### PASSAGE FOR REVIEW
__________
Thursday, October 27, 2011


TB with large Cavity on X-ray
 The new TB Ward in progress
At any time we usually have one or two patients in the four bed TB Ward.  Today we have seven patients who have contagious TB which is taxing our ability to quarantine these patients from the other patients in the hospital.  With only having the one ward it requires having men and women sharing the same room which is not very ideal.
Fortunately we are in the process of building a new TB Ward behind the Medical Ward.  This has been possible with some very generous contributions from MDA supporters.  The new TB Ward will have separate rooms for men and women and will provide more aeration making it safer for staff and families who are caring for the patients.  The facility will also provide us a place to isolate extremely contagious patients such as those with Cholera.

Monday, October 24, 2011


Vitalis feeling better
Vitalis is a 4 year old boy who was admitted several days ago with abdominal swelling and generalized edema.  He has generally not felt well and has been crying a lot.  He has one of those cries that is piercing and you hear it from 2 wards away.  As I entered Ward 2 today it was quiet.  To my delight I found a smiling Vitalis grinning at me from his mother’s side.  We are treating him for Nephrotic Syndrome and today his swelling was down and his spirits were up.  Hopefully he will continue to recover.
__________
### SOURCE MATERIAL
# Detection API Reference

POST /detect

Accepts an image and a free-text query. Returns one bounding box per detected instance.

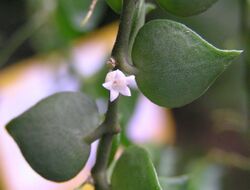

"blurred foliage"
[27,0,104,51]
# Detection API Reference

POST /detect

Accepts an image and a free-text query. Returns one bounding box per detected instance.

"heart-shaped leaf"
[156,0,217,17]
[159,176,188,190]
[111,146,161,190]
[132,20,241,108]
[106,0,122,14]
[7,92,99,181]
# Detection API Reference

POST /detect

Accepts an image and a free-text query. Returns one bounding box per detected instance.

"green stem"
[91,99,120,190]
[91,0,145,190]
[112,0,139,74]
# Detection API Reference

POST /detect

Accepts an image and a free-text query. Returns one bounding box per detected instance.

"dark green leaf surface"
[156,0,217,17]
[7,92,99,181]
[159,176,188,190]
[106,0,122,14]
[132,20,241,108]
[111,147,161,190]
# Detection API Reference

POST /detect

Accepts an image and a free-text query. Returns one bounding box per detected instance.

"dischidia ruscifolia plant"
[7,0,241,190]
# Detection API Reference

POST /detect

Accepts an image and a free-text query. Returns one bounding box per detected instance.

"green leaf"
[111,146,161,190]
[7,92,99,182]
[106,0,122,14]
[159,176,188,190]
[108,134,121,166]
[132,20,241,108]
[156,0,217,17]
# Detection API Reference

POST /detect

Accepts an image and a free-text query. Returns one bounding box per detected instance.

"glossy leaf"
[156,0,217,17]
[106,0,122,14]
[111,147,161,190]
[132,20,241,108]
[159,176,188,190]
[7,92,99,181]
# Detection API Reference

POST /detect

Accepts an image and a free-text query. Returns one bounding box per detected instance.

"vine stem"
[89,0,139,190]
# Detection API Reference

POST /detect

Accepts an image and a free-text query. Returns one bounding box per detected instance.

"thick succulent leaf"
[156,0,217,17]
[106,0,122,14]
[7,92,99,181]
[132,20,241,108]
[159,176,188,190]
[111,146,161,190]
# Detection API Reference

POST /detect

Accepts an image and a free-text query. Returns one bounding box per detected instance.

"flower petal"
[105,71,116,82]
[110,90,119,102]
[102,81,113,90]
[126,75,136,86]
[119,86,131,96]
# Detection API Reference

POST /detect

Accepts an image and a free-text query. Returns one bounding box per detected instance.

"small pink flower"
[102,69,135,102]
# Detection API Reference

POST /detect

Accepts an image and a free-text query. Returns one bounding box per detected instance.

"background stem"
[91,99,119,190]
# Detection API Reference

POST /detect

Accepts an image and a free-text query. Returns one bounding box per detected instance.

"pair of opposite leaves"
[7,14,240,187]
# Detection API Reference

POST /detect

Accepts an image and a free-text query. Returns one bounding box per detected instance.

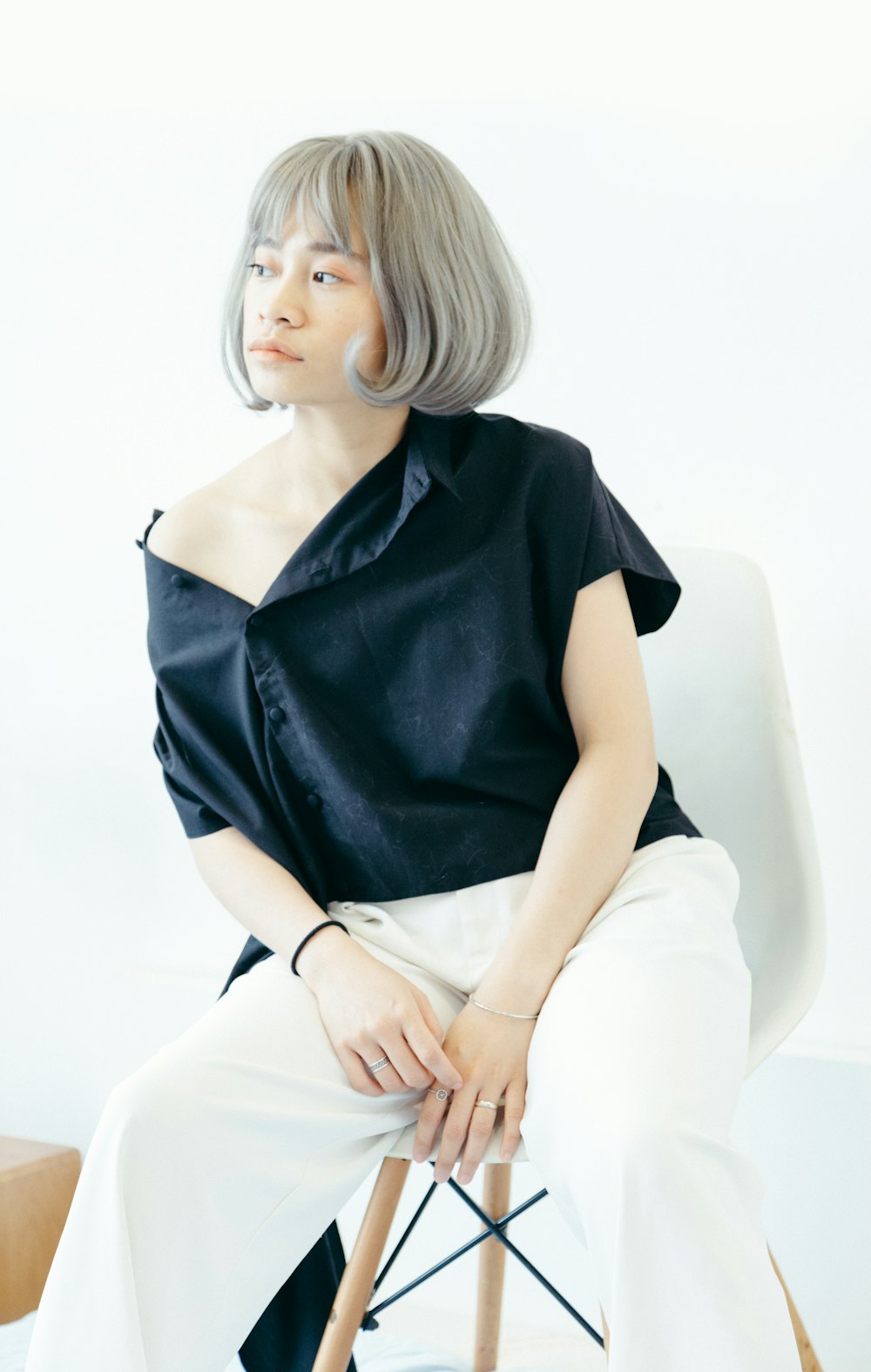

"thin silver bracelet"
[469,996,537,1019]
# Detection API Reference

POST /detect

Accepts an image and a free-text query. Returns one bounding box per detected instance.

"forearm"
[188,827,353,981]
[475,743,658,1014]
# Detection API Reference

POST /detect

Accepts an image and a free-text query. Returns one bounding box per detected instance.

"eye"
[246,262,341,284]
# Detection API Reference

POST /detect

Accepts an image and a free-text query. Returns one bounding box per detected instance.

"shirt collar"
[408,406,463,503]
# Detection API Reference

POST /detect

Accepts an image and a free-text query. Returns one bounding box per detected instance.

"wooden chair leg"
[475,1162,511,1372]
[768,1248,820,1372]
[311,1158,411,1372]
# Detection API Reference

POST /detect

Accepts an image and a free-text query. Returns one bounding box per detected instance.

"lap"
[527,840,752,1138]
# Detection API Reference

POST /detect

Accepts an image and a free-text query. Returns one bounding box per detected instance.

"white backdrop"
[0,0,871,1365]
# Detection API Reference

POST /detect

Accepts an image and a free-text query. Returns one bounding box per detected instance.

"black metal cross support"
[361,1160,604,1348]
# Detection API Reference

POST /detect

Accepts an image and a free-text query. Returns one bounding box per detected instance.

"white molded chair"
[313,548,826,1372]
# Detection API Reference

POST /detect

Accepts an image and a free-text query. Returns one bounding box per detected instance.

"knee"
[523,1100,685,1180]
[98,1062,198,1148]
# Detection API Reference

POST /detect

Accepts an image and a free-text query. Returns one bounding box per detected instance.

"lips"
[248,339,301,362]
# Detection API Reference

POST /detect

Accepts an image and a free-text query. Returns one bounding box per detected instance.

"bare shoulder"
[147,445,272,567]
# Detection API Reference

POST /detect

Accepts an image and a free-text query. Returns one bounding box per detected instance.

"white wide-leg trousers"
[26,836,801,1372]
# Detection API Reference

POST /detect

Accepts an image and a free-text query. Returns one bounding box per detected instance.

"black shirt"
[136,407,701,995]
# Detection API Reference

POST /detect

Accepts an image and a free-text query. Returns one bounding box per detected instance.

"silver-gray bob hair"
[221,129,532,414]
__________
### ACTIVITY 1
Please rewrite the paragraph of the hospital blog that begins "Fortunately we are in the process" as a short bulleted list that keeps its main facts.
### ACTIVITY 2
Write the next part of the hospital blog, picking up after its final sentence.

### ANSWER AREA 1
- A new TB Ward is being built behind the Medical Ward.
- Very generous contributions from MDA supporters have made it possible.
- It will have separate rooms for men and women.
- More aeration will make it safer for staff and for families caring for the patients.
- It will also be a place to isolate extremely contagious patients, such as those with Cholera.

### ANSWER AREA 2
Friday, October 21, 2011


Earlier this year the government supplied HIV medications were in short supply.  Rather than getting their normal 1-2 months of medications patients received only 3-14 days of medication and occasionally none.  This required more frequent trips to pick up medication with obvious increased time and transportation costs for the patient.  At the time I wondered what effect the shortages would have on the patients compliance long term.  

Today 53 year old William presented with 2 months of fever, cough and diarrhea. William has HIV and had been on HIV medications since 2008. He had been very faithful about collecting his medications monthly. In January when he came in there were no medications available and he was told to come back in 1 week and see if we had any then. William never returned until his illness today. Did he initially notice no change in how he felt off his medications? Did he figure if we had no medications it was no longer important to take them. Regardless, every month he missed made it more difficult to come in and explain his absences. William will hopefully recover from his present illness which may be TB. His HIV may be now resistant to his prior medications. If that is the case we have only one medication left to give him. 

Thursday, October 20, 2011

California Connection

Presbyterian Intercommunity Hospital has a Family Practice Residency Program in Whittier, California.  Each year, 2 of the 6 FP Residents are chosen for a Tropical Medicine Track within the residency program.  The selected Residents spend 1 month during their 2nd and 3rd years of training doing a Tropical Medicine Rotation in Africa.  Dr Laura Dooley accompanies the Residents on those rotations.  Last month Dr Laura accompanied Drs Eric and Kristen to Njinikom.  Because of Dr Laura’s experience of working in similar African Hospitals, they quickly took over care of all the patients on the Medical and Pediatric Wards.  It was wonderful to work along side these Drs for the month and discuss diagnosis and treatment options.

The experience went well for all parties involved so it is hopeful that this will become a yearly event.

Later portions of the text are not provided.